[Items listed in a dataset]
··········

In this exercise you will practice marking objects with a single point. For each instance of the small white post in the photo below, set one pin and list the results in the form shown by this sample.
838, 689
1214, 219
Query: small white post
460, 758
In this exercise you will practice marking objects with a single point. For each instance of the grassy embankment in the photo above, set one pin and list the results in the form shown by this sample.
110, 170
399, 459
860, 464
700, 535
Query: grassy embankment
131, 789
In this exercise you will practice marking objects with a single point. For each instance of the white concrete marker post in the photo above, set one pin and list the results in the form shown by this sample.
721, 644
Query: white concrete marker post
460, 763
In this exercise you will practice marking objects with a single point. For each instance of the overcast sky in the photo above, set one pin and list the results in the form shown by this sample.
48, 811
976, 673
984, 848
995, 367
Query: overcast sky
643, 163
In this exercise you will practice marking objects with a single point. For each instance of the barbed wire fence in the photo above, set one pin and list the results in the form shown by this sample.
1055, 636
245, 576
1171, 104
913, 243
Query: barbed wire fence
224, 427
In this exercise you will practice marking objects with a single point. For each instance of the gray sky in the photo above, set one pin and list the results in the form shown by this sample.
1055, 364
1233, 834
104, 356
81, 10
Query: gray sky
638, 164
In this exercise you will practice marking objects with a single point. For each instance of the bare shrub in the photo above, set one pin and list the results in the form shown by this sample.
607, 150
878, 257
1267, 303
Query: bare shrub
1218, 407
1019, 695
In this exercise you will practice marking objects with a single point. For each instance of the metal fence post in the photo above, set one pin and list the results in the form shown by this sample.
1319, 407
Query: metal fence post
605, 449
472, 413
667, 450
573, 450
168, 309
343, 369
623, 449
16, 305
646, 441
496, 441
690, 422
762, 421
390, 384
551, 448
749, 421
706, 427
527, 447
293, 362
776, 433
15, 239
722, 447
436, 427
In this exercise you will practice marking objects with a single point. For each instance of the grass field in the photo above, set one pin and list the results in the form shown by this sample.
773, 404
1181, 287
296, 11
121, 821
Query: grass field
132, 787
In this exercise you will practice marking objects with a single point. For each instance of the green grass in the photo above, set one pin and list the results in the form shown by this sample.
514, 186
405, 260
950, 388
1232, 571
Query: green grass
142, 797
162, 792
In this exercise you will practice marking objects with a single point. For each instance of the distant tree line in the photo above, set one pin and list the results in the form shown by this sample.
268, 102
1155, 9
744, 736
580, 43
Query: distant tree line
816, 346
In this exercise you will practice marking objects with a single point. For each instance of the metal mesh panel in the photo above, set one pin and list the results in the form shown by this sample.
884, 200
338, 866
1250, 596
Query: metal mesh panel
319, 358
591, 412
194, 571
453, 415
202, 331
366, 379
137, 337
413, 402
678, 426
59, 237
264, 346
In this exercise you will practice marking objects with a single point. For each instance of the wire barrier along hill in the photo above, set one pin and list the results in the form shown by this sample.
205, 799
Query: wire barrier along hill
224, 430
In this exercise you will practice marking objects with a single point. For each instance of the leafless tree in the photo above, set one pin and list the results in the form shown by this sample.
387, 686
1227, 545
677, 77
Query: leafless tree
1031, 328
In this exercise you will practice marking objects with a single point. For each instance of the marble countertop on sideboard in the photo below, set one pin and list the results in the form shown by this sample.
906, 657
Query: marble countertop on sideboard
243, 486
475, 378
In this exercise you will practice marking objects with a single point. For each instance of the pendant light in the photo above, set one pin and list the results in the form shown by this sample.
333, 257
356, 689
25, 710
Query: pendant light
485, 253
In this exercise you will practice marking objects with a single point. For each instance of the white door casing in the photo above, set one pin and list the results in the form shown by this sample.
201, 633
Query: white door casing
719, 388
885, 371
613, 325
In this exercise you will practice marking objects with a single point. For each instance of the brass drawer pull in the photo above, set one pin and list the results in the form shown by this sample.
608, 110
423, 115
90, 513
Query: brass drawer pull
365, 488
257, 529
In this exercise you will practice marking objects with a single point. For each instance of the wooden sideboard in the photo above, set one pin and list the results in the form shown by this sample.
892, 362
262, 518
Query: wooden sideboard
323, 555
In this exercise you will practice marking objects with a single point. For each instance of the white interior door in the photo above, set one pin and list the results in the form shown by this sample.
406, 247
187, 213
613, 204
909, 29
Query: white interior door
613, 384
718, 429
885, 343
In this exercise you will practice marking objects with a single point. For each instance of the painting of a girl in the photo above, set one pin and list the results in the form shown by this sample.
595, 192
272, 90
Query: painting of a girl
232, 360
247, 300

··········

Extract the full listing above without altering anything.

◆ RESPONSE TO THE EXERCISE
In this exercise you will practice marking objects with a single point. For each instance of the small white post in the photo below, set one pin and list the results in the form shown by this sample.
838, 689
1214, 219
Query: small white post
460, 758
In this exercise you will practice marking objects with a single point. For each instance of the grassy embankment in the photo above, set one pin and list the results in the form shown by this sample.
110, 170
399, 459
860, 464
700, 535
Query: grassy embankment
131, 789
In this exercise you will practice marking objects with a single point. For each instance of the white concrete marker post in the photo above, set one pin and list the results in the form shown by this sample.
721, 644
Query: white concrete marker post
460, 763
In this exercise you will practice marking objects with a single point. For each instance of the overcast sky in the photo above, set one pin and list the results in the form shown by this sample.
48, 811
976, 673
984, 848
995, 367
Query: overcast sky
643, 163
In this exercise you will practice marking objects with a single point. For each instance of the barbed wire fence in the photo above, set one pin and list the results in the form shown by this sample.
1055, 636
245, 576
1171, 104
913, 243
Query: barbed wire fence
224, 427
In this exercise you will practice marking objects with a single point. For each instance of the gray sky in the photo above, set one pin and list the results in the form shown by this sample.
1055, 364
1233, 834
104, 356
81, 10
Query: gray sky
638, 164
In this exercise you will practice marking objects with a single point. For each instance of the bare shrub in the photo above, set one pin and list the results in the form shown by this sample.
607, 150
878, 257
1267, 303
Query: bare shrub
1218, 407
1019, 695
In this exercise you will practice marking objects with a single point. For each instance of the metal fence post in the photo above, set one pin and list the results in the form shown by this sample.
1319, 407
Query: metal fence post
605, 449
472, 413
667, 450
573, 450
168, 309
343, 369
623, 449
16, 305
646, 441
496, 441
690, 422
762, 421
390, 384
551, 448
749, 421
706, 427
527, 447
293, 362
776, 433
15, 239
722, 447
436, 427
In this exercise you will practice marking objects with a single point. For each instance of the grass field in the photo above, set one pin and list the results in the form shown by this sample.
773, 404
1181, 287
296, 11
121, 821
Query: grass field
132, 787
In this exercise you will practice marking objects with a single point. For each instance of the green grass in the photo above, set one pin and list the results in the form shown by this sample.
514, 186
405, 260
950, 388
1232, 571
Query: green grass
142, 797
162, 792
In this exercise you will practice marking objects with a single point. For each instance of the distant tree line in the photo above, set one pin and list the results in the form shown by this sample.
268, 102
1155, 9
744, 736
580, 43
Query: distant tree line
816, 346
In this exercise you will practice marking objects with a single point. For each instance of the metal mesh panel in the photo above, set one pin and list the results in the form shown by this sample.
884, 200
338, 866
1250, 596
Query: metal mesh panel
319, 358
591, 412
194, 571
453, 415
202, 331
366, 379
137, 337
413, 402
678, 426
59, 237
264, 346
In this exercise you will practice marking objects with a single point. For each instance of the wire barrier along hill in the photo above, set one pin and list the results in the form shown by this sample.
205, 799
Query: wire barrier along hill
224, 430
In this exercise you will practice marking objects with a single point. For each instance of the leafless tree in the photo above, set one pin and list the results in the form shown by this sample.
387, 686
1227, 545
677, 77
Query: leafless tree
1031, 328
In this exercise you will practice marking objects with a single point. For each instance of the marble countertop on sideboard in the photo below, set one pin and list the results in the form shown by this sample.
906, 657
Query: marble countertop on sideboard
243, 486
475, 378
In this exercise you will practice marking objects with a single point. For each instance of the pendant light in the photo above, set one pin and list the results in the form shown by this sample.
333, 257
356, 689
25, 710
Query: pendant light
485, 253
In this exercise you will practice marking objects with a single point. For each instance of the white door casing in the photo above, set one pin and list the results in the form shown by this sample.
201, 633
Query: white door casing
719, 388
885, 371
613, 325
In this exercise you will practice marking objects with a single point. For each instance of the brass drawer pull in the photo above, set one pin and list the results in the form shown by this sample.
608, 110
423, 115
90, 513
Query: brass drawer pull
365, 488
257, 529
In this exercise you will practice marking objects with a single point. For each instance of the wooden sideboard in the photo above, set one pin and list the results in the form shown by this sample.
892, 362
262, 518
Query: wooden sideboard
323, 555
In this exercise you will practice marking objects with a single point. For each instance of the white interior door in the photo above, set one pin and list the results in the form shown by this sample.
406, 247
187, 213
613, 204
909, 29
Query: white interior door
613, 384
718, 429
885, 343
In this exercise you will practice marking objects with a single point. For each instance of the painting of a girl in the photo above, set one pin and list the results in the form shown by this sample.
595, 192
272, 90
Query: painting of a girl
232, 360
247, 300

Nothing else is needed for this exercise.